### Short task:
Make an exact copy of the entries below with the pictures removed.
── Extracted records
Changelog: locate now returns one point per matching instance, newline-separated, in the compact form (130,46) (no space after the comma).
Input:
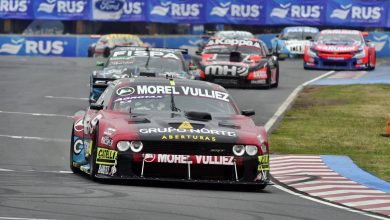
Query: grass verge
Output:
(339,120)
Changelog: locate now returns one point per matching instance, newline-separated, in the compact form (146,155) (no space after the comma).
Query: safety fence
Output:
(352,13)
(77,45)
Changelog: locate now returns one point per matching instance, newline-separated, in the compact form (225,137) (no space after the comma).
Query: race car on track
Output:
(238,63)
(137,61)
(340,49)
(291,42)
(169,129)
(107,43)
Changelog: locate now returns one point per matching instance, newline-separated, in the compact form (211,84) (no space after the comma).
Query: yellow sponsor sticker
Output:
(263,163)
(106,156)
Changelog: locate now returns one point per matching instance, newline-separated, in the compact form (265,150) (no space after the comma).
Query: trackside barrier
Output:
(77,45)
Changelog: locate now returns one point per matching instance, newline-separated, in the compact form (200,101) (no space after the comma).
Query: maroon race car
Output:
(172,130)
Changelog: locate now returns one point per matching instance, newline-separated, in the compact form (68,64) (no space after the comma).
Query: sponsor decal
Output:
(23,46)
(186,125)
(188,137)
(78,146)
(224,70)
(297,11)
(263,163)
(79,125)
(174,9)
(144,53)
(336,48)
(125,91)
(236,10)
(106,170)
(189,159)
(171,130)
(248,43)
(106,156)
(357,13)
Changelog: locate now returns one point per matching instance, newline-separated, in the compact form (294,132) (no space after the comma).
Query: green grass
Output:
(339,120)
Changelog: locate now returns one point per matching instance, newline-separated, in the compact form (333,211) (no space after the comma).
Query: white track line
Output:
(287,103)
(64,97)
(279,113)
(36,114)
(34,138)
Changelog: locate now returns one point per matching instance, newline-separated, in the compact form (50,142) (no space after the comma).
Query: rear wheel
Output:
(72,168)
(92,158)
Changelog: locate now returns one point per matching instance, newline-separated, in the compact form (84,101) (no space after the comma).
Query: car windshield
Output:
(151,63)
(183,103)
(233,48)
(337,39)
────
### Result for this exercise:
Changelog: locate now returns one point per matching instance, newline-separated, in the compact form (130,46) (no space after the comma).
Input:
Query: grass verge
Output:
(339,120)
Changelog: locate now returns one point per matching instance, newline-separated, in the compact form (146,155) (no space after the comma).
Query: safety fence
Output:
(352,13)
(77,45)
Changelog: locate now returns one point per matching instance, newline-separated, in the compact form (225,137) (no space after the comma).
Query: race car on track
Output:
(238,63)
(137,61)
(340,49)
(291,42)
(169,129)
(107,43)
Changelog: locate now returns one point per matching instance, newline-separated, in the compact form (211,84) (no space after the comma).
Query: yellow sponsor sticker
Output:
(263,163)
(106,156)
Changelog: locate now returns one point per matching instance, newline-separated, in the compact form (265,150) (no space after the comma).
Query: trackside barrier
Output:
(77,45)
Changelog: locate now returns one point per matching instance, newline-separated, in the compact form (200,101) (no space after the comma).
Query: maroon race car
Output:
(172,130)
Changelog: locate now returns one point per matching instance, newline-separated, in the compact form (68,64) (no space after the comma).
Query: sponsor decal
Output:
(23,46)
(186,125)
(188,137)
(78,146)
(224,70)
(297,11)
(263,163)
(79,125)
(174,9)
(144,53)
(336,48)
(125,91)
(236,10)
(106,170)
(189,159)
(171,130)
(248,43)
(106,156)
(357,13)
Changelog: locate now returns one point per matching instance, newline-separated, in the compact form (294,132) (no space after the comma).
Query: green grass
Output:
(339,120)
Changelog: locate now returns one point per matching instance, newline-separated, in the compact form (333,211) (no space after the comma).
Query: white track line
Output:
(287,103)
(64,97)
(279,113)
(36,114)
(34,138)
Changelog: locate now returns one point per matching instance, newline-separated, in the compact form (50,142) (no space after the comma).
Query: rear wheel
Output:
(72,168)
(92,158)
Changelog: locate now returns one point per matching instance, newline-separated, in the compact form (84,101) (no space after the comma).
Query: car windshield
Output:
(151,63)
(183,103)
(233,48)
(337,39)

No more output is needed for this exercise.